***** GIVEN RECORDS *****
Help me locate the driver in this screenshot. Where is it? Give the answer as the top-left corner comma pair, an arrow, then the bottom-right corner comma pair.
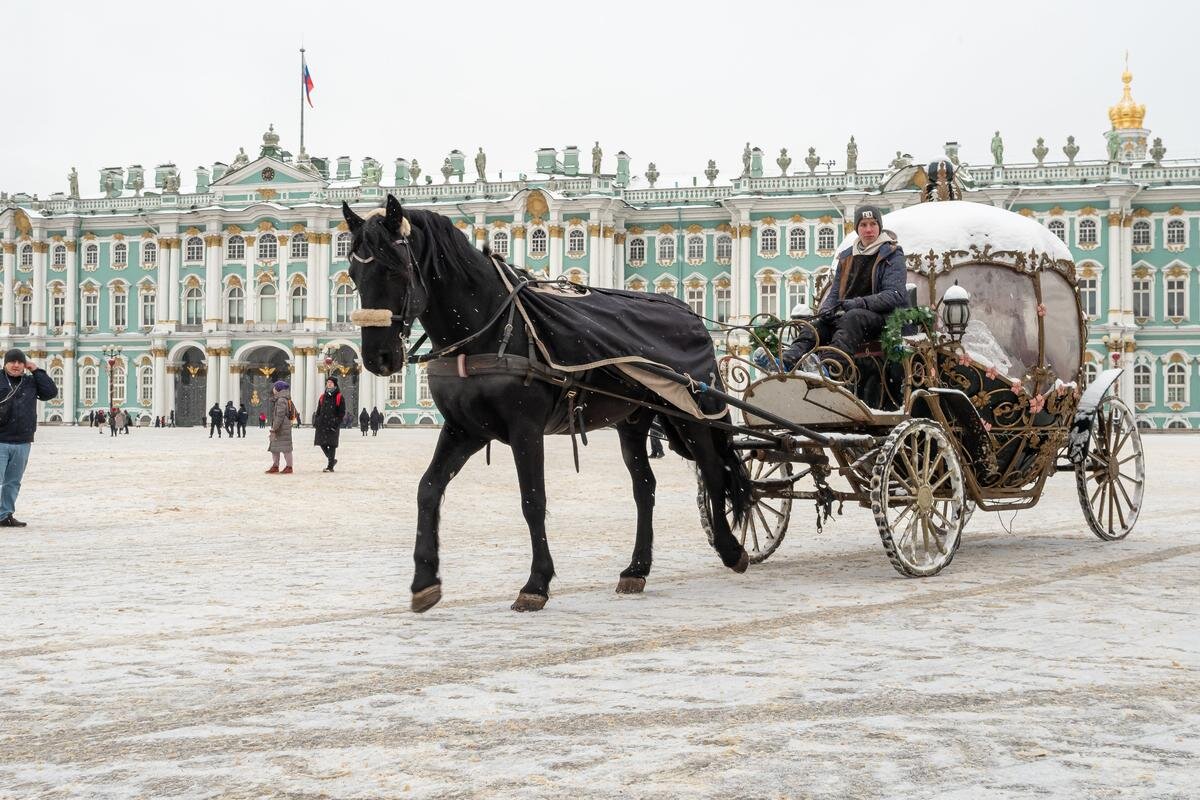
763,205 -> 908,372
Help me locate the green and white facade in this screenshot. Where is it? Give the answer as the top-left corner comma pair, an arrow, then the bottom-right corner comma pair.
0,74 -> 1200,428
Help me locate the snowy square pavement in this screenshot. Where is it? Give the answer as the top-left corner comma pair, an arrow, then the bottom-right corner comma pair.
0,428 -> 1200,800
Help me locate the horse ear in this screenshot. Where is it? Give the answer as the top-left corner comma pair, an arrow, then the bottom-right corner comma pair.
342,200 -> 362,234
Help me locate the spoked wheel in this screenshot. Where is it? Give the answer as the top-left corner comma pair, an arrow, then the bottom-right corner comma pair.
1075,395 -> 1146,541
871,420 -> 967,578
696,453 -> 793,564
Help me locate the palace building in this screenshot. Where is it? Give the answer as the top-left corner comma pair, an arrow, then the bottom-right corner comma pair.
0,72 -> 1200,428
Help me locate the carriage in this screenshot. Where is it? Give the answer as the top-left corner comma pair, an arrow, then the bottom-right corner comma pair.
700,200 -> 1145,577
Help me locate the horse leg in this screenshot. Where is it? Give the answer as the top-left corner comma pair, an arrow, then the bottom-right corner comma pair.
509,428 -> 554,612
412,422 -> 487,613
682,422 -> 750,572
617,414 -> 658,595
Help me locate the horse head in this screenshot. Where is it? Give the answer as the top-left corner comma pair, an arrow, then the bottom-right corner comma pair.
342,194 -> 430,375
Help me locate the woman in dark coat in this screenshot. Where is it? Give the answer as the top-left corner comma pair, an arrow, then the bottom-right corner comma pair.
313,375 -> 346,473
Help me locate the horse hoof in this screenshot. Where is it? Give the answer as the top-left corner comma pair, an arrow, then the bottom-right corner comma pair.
512,591 -> 548,612
617,578 -> 646,595
413,583 -> 442,614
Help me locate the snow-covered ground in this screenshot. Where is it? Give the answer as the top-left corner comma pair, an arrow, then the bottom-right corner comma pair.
0,428 -> 1200,800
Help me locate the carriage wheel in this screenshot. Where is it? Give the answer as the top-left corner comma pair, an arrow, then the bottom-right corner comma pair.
871,420 -> 967,578
696,453 -> 793,564
1075,395 -> 1146,541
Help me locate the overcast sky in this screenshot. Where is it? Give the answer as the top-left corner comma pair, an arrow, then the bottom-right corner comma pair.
0,0 -> 1200,197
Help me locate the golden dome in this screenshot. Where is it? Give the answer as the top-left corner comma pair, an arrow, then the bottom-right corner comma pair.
1109,55 -> 1146,131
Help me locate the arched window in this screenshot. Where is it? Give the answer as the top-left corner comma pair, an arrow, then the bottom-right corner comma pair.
1166,219 -> 1186,245
758,228 -> 779,255
1079,219 -> 1096,245
258,234 -> 280,261
629,236 -> 646,265
529,228 -> 546,258
492,230 -> 509,258
292,234 -> 308,260
334,283 -> 358,323
258,283 -> 278,323
787,225 -> 809,253
184,287 -> 204,325
658,236 -> 674,264
715,234 -> 733,264
292,285 -> 308,325
79,367 -> 100,405
566,229 -> 584,255
1133,219 -> 1150,247
184,236 -> 204,261
226,287 -> 246,325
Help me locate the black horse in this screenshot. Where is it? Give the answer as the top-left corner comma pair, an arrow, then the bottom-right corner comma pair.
342,196 -> 750,612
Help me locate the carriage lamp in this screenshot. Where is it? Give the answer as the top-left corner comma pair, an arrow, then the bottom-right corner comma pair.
942,281 -> 971,341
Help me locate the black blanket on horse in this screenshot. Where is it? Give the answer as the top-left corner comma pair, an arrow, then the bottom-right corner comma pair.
517,285 -> 725,417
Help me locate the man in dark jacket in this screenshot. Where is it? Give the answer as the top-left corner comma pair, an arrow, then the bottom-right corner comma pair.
0,348 -> 59,528
209,403 -> 221,439
760,205 -> 908,369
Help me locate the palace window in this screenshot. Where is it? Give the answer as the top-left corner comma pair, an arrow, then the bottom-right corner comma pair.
566,229 -> 584,255
787,225 -> 808,253
1166,363 -> 1188,403
334,283 -> 358,323
716,234 -> 733,264
1133,278 -> 1154,319
629,236 -> 646,266
258,283 -> 278,323
184,236 -> 204,261
758,228 -> 779,255
1166,277 -> 1188,319
292,285 -> 308,325
1166,219 -> 1186,245
713,285 -> 733,323
79,367 -> 100,405
1133,363 -> 1151,405
142,287 -> 158,327
292,234 -> 308,260
492,230 -> 509,258
1079,219 -> 1096,245
658,236 -> 674,264
258,234 -> 280,261
1133,219 -> 1150,247
529,228 -> 546,258
184,287 -> 204,325
226,287 -> 246,325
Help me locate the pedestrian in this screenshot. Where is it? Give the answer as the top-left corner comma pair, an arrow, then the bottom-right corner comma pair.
266,380 -> 295,475
0,348 -> 59,528
312,375 -> 346,473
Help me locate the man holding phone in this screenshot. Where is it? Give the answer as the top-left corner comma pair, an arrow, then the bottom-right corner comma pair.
0,348 -> 59,528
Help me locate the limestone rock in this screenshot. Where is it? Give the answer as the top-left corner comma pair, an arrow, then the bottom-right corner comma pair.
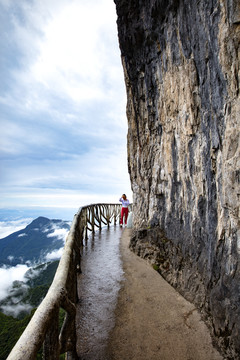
115,0 -> 240,359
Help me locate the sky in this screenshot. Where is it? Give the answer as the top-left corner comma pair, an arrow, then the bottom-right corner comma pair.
0,0 -> 132,220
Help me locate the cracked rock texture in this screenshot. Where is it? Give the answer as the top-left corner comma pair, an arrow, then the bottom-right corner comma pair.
115,0 -> 240,359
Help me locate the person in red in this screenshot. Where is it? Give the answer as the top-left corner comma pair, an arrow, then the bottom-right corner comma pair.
119,194 -> 129,226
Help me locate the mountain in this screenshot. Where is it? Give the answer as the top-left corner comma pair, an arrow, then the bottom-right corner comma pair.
0,216 -> 70,266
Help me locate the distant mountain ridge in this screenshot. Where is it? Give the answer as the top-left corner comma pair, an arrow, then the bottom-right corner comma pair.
0,216 -> 70,266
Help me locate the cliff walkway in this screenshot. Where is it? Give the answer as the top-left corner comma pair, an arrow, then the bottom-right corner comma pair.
105,229 -> 223,360
8,204 -> 222,360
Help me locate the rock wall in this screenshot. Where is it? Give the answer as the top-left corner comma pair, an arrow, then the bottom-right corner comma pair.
115,0 -> 240,359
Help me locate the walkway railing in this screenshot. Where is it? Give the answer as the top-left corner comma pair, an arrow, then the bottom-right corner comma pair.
7,204 -> 126,360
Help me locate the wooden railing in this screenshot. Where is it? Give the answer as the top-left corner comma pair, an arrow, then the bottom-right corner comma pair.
7,204 -> 125,360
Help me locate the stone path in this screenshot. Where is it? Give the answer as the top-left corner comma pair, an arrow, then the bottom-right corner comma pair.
104,228 -> 223,360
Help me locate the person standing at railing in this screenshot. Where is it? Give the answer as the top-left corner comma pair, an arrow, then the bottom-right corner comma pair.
119,194 -> 129,226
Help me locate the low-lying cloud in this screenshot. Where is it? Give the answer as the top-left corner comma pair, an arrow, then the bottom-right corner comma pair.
0,218 -> 33,239
0,264 -> 29,300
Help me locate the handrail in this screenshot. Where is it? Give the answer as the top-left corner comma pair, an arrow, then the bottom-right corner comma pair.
7,204 -> 127,360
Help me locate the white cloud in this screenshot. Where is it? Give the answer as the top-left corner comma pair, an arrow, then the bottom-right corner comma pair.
47,228 -> 68,242
46,247 -> 64,261
0,264 -> 29,300
18,233 -> 27,237
0,218 -> 33,239
0,0 -> 130,214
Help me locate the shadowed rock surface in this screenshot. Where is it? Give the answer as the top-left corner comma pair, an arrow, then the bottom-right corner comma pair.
115,0 -> 240,359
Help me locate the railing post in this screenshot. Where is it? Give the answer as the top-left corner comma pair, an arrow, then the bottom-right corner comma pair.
42,308 -> 60,360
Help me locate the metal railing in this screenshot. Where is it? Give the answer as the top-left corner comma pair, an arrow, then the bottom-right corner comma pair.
7,204 -> 124,360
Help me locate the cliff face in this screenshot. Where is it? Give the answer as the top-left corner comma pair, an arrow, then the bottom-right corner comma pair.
115,0 -> 240,358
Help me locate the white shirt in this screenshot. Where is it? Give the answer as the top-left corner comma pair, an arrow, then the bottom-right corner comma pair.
119,198 -> 129,207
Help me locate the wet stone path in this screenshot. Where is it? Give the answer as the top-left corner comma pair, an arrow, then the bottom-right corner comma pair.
77,226 -> 123,360
77,226 -> 223,360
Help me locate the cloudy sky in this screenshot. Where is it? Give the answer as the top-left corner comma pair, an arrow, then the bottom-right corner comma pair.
0,0 -> 131,220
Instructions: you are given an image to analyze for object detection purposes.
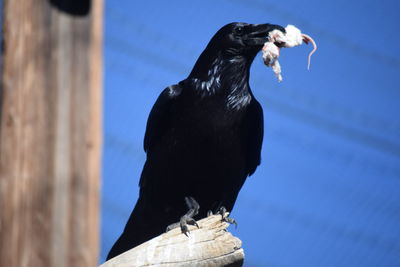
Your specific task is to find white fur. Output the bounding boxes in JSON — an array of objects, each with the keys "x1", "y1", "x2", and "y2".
[{"x1": 262, "y1": 25, "x2": 303, "y2": 82}]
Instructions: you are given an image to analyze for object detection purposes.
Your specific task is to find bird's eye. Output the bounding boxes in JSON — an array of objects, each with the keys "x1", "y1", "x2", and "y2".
[{"x1": 235, "y1": 27, "x2": 243, "y2": 35}]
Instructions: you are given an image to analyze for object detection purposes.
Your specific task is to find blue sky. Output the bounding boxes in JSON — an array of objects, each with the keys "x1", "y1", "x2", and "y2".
[{"x1": 101, "y1": 0, "x2": 400, "y2": 266}]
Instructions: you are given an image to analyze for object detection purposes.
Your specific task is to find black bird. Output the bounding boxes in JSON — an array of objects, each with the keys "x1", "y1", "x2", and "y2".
[{"x1": 107, "y1": 23, "x2": 285, "y2": 259}]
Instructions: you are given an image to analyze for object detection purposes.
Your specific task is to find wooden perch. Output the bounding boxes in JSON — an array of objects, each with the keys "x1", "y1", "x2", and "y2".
[{"x1": 100, "y1": 215, "x2": 244, "y2": 267}]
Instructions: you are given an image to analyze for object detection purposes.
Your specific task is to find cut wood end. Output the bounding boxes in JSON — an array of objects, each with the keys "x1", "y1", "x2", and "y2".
[{"x1": 100, "y1": 214, "x2": 244, "y2": 267}]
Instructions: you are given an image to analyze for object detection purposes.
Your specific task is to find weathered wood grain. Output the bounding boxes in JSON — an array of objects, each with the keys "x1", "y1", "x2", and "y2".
[
  {"x1": 100, "y1": 215, "x2": 244, "y2": 267},
  {"x1": 0, "y1": 0, "x2": 103, "y2": 267}
]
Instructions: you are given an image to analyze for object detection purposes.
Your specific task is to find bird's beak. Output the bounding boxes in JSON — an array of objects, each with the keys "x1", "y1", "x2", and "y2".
[{"x1": 244, "y1": 23, "x2": 286, "y2": 49}]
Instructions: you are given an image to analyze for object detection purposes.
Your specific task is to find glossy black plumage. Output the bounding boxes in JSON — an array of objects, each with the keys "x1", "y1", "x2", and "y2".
[{"x1": 107, "y1": 23, "x2": 284, "y2": 259}]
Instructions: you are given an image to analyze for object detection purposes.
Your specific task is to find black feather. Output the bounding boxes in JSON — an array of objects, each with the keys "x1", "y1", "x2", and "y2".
[{"x1": 108, "y1": 23, "x2": 282, "y2": 259}]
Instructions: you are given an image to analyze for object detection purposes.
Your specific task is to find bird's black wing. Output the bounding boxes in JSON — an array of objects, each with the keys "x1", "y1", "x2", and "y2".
[
  {"x1": 139, "y1": 85, "x2": 182, "y2": 187},
  {"x1": 242, "y1": 97, "x2": 264, "y2": 175},
  {"x1": 143, "y1": 85, "x2": 182, "y2": 152}
]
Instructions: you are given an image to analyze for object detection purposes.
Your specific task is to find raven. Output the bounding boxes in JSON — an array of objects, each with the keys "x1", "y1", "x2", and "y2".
[{"x1": 107, "y1": 22, "x2": 285, "y2": 259}]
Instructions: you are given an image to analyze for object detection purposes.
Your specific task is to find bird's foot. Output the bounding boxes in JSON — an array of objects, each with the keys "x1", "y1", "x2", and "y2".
[
  {"x1": 217, "y1": 206, "x2": 237, "y2": 228},
  {"x1": 167, "y1": 197, "x2": 200, "y2": 236}
]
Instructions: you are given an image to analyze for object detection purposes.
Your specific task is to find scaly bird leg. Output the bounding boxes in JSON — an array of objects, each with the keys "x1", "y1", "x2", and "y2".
[
  {"x1": 218, "y1": 206, "x2": 237, "y2": 228},
  {"x1": 167, "y1": 197, "x2": 200, "y2": 236}
]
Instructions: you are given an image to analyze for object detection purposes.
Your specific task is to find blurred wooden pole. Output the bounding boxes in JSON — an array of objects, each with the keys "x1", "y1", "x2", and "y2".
[{"x1": 0, "y1": 0, "x2": 103, "y2": 267}]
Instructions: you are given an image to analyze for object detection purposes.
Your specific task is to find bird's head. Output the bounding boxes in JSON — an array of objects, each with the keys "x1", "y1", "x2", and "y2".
[
  {"x1": 189, "y1": 22, "x2": 286, "y2": 80},
  {"x1": 208, "y1": 22, "x2": 286, "y2": 58}
]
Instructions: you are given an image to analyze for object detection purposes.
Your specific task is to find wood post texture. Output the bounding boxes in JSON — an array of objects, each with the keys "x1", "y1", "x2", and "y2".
[
  {"x1": 0, "y1": 0, "x2": 102, "y2": 267},
  {"x1": 100, "y1": 215, "x2": 244, "y2": 267}
]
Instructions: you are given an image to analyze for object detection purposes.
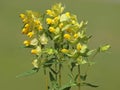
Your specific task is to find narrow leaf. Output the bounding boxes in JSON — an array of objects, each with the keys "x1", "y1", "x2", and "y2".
[
  {"x1": 83, "y1": 82, "x2": 98, "y2": 88},
  {"x1": 80, "y1": 74, "x2": 87, "y2": 81}
]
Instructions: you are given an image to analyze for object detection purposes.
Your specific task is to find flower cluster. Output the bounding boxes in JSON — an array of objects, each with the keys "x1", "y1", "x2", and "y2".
[
  {"x1": 20, "y1": 3, "x2": 110, "y2": 90},
  {"x1": 20, "y1": 3, "x2": 109, "y2": 68}
]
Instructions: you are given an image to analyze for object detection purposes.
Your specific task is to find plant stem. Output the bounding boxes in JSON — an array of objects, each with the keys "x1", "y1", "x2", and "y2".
[
  {"x1": 59, "y1": 64, "x2": 62, "y2": 87},
  {"x1": 44, "y1": 68, "x2": 48, "y2": 90},
  {"x1": 85, "y1": 51, "x2": 98, "y2": 75},
  {"x1": 55, "y1": 64, "x2": 58, "y2": 81},
  {"x1": 78, "y1": 65, "x2": 81, "y2": 90}
]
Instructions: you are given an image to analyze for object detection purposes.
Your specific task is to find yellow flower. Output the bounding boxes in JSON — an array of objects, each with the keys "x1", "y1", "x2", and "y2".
[
  {"x1": 38, "y1": 25, "x2": 43, "y2": 31},
  {"x1": 74, "y1": 34, "x2": 78, "y2": 39},
  {"x1": 39, "y1": 34, "x2": 48, "y2": 45},
  {"x1": 22, "y1": 18, "x2": 28, "y2": 23},
  {"x1": 49, "y1": 27, "x2": 55, "y2": 33},
  {"x1": 66, "y1": 28, "x2": 72, "y2": 33},
  {"x1": 23, "y1": 40, "x2": 30, "y2": 46},
  {"x1": 77, "y1": 43, "x2": 82, "y2": 50},
  {"x1": 46, "y1": 10, "x2": 53, "y2": 16},
  {"x1": 46, "y1": 18, "x2": 53, "y2": 24},
  {"x1": 31, "y1": 46, "x2": 41, "y2": 55},
  {"x1": 31, "y1": 49, "x2": 38, "y2": 54},
  {"x1": 27, "y1": 31, "x2": 34, "y2": 38},
  {"x1": 32, "y1": 59, "x2": 39, "y2": 68},
  {"x1": 20, "y1": 13, "x2": 25, "y2": 19},
  {"x1": 65, "y1": 12, "x2": 70, "y2": 17},
  {"x1": 22, "y1": 28, "x2": 29, "y2": 34},
  {"x1": 64, "y1": 34, "x2": 71, "y2": 39},
  {"x1": 25, "y1": 24, "x2": 30, "y2": 28},
  {"x1": 54, "y1": 16, "x2": 60, "y2": 22},
  {"x1": 34, "y1": 20, "x2": 40, "y2": 25},
  {"x1": 59, "y1": 23, "x2": 64, "y2": 29},
  {"x1": 61, "y1": 49, "x2": 69, "y2": 53}
]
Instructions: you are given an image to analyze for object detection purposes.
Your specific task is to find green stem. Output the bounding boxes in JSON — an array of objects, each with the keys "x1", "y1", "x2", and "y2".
[
  {"x1": 78, "y1": 65, "x2": 81, "y2": 90},
  {"x1": 44, "y1": 68, "x2": 48, "y2": 90},
  {"x1": 59, "y1": 64, "x2": 62, "y2": 87}
]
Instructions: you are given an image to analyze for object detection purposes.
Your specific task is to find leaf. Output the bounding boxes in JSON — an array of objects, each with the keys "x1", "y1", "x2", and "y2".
[
  {"x1": 98, "y1": 44, "x2": 111, "y2": 52},
  {"x1": 83, "y1": 82, "x2": 98, "y2": 88},
  {"x1": 16, "y1": 68, "x2": 39, "y2": 78}
]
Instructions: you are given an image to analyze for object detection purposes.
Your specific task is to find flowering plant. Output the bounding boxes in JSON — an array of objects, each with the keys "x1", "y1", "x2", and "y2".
[{"x1": 17, "y1": 3, "x2": 110, "y2": 90}]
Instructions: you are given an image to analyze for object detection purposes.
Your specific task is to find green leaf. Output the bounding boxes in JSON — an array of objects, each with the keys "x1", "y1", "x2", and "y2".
[
  {"x1": 50, "y1": 67, "x2": 58, "y2": 74},
  {"x1": 59, "y1": 82, "x2": 77, "y2": 90},
  {"x1": 16, "y1": 68, "x2": 39, "y2": 78},
  {"x1": 82, "y1": 82, "x2": 99, "y2": 88},
  {"x1": 60, "y1": 14, "x2": 70, "y2": 22},
  {"x1": 98, "y1": 44, "x2": 111, "y2": 52},
  {"x1": 49, "y1": 72, "x2": 55, "y2": 82},
  {"x1": 87, "y1": 50, "x2": 95, "y2": 56}
]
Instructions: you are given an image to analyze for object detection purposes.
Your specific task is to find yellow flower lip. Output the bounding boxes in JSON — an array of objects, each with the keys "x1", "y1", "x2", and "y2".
[
  {"x1": 49, "y1": 27, "x2": 55, "y2": 33},
  {"x1": 31, "y1": 46, "x2": 41, "y2": 55},
  {"x1": 23, "y1": 40, "x2": 30, "y2": 46},
  {"x1": 64, "y1": 34, "x2": 71, "y2": 39},
  {"x1": 74, "y1": 34, "x2": 78, "y2": 39},
  {"x1": 38, "y1": 25, "x2": 43, "y2": 31},
  {"x1": 46, "y1": 18, "x2": 53, "y2": 24},
  {"x1": 76, "y1": 43, "x2": 82, "y2": 50},
  {"x1": 20, "y1": 13, "x2": 25, "y2": 19},
  {"x1": 22, "y1": 28, "x2": 28, "y2": 34},
  {"x1": 27, "y1": 31, "x2": 34, "y2": 38},
  {"x1": 61, "y1": 48, "x2": 69, "y2": 53},
  {"x1": 46, "y1": 10, "x2": 53, "y2": 16}
]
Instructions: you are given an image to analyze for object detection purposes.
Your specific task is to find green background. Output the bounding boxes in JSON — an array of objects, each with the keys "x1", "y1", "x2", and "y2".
[{"x1": 0, "y1": 0, "x2": 120, "y2": 90}]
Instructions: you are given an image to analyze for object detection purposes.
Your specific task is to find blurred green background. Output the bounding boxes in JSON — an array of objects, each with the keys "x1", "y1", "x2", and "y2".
[{"x1": 0, "y1": 0, "x2": 120, "y2": 90}]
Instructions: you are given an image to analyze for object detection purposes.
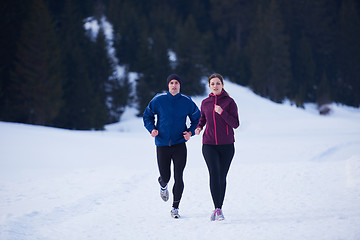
*****
WORK TO BE COMPLETED = Begin at the very first line above and stop after the line that contains "0,72 -> 1200,428", including both, and present those lines as a numbered list. Leave out any blank lines and the pictures.

PROBLEM SOLUTION =
1. Help me locate the driver in this screenshot. Where is it? Give the answer as the top-left corner comma pair, an arrow, then the bottom-right corner comma pair.
2. 763,205 -> 908,372
3. Help me locate the green and white facade in this screenshot. Where is it? Give the answer as the top-left corner comma pair, an arrow, then the bottom-right corner comma pair.
4. 0,74 -> 1200,428
5. Help me locate the snowy square pavement in this screenshot. Where is it? Give the answer as the top-left corner comma pair, an arrow, then the bottom-right corner comma pair.
6. 0,428 -> 1200,800
7. Help me locate the horse ear in this screenshot. Where is it? Give the answer as the top-left corner comma pair, an arrow, then the bottom-right corner comma pair.
8. 342,200 -> 362,234
9. Help me locate the spoked wheel in this screenshot. Where is it? Give the answer as the top-left corner comma pair, an arrow, then the bottom-right corner comma pair.
10. 1075,395 -> 1146,541
11. 871,420 -> 967,578
12. 696,453 -> 793,564
13. Help me locate the palace building in this screenshot. Where is it? Give the answer as the top-left corner comma pair, an arrow, then the bottom-right corner comma pair.
14. 0,72 -> 1200,428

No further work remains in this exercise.